Written exercise → Present every line of the records below as a Markdown table with a Row column for the row number and a Line column for the line itself, omitting blank lines.

Point placement records:
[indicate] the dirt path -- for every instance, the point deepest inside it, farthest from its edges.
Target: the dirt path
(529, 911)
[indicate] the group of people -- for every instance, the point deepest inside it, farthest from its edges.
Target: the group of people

Written solution →
| Row | Line |
|---|---|
| 1 | [indicate] the dirt path -- for every instance, the point deepest inside it, farthest from its edges. |
| 2 | Target: the dirt path |
| 3 | (529, 911) |
| 4 | [indicate] the group of people -- for every instance, the point deepest inside it, farthest from its edges. |
| 5 | Target: the group of people |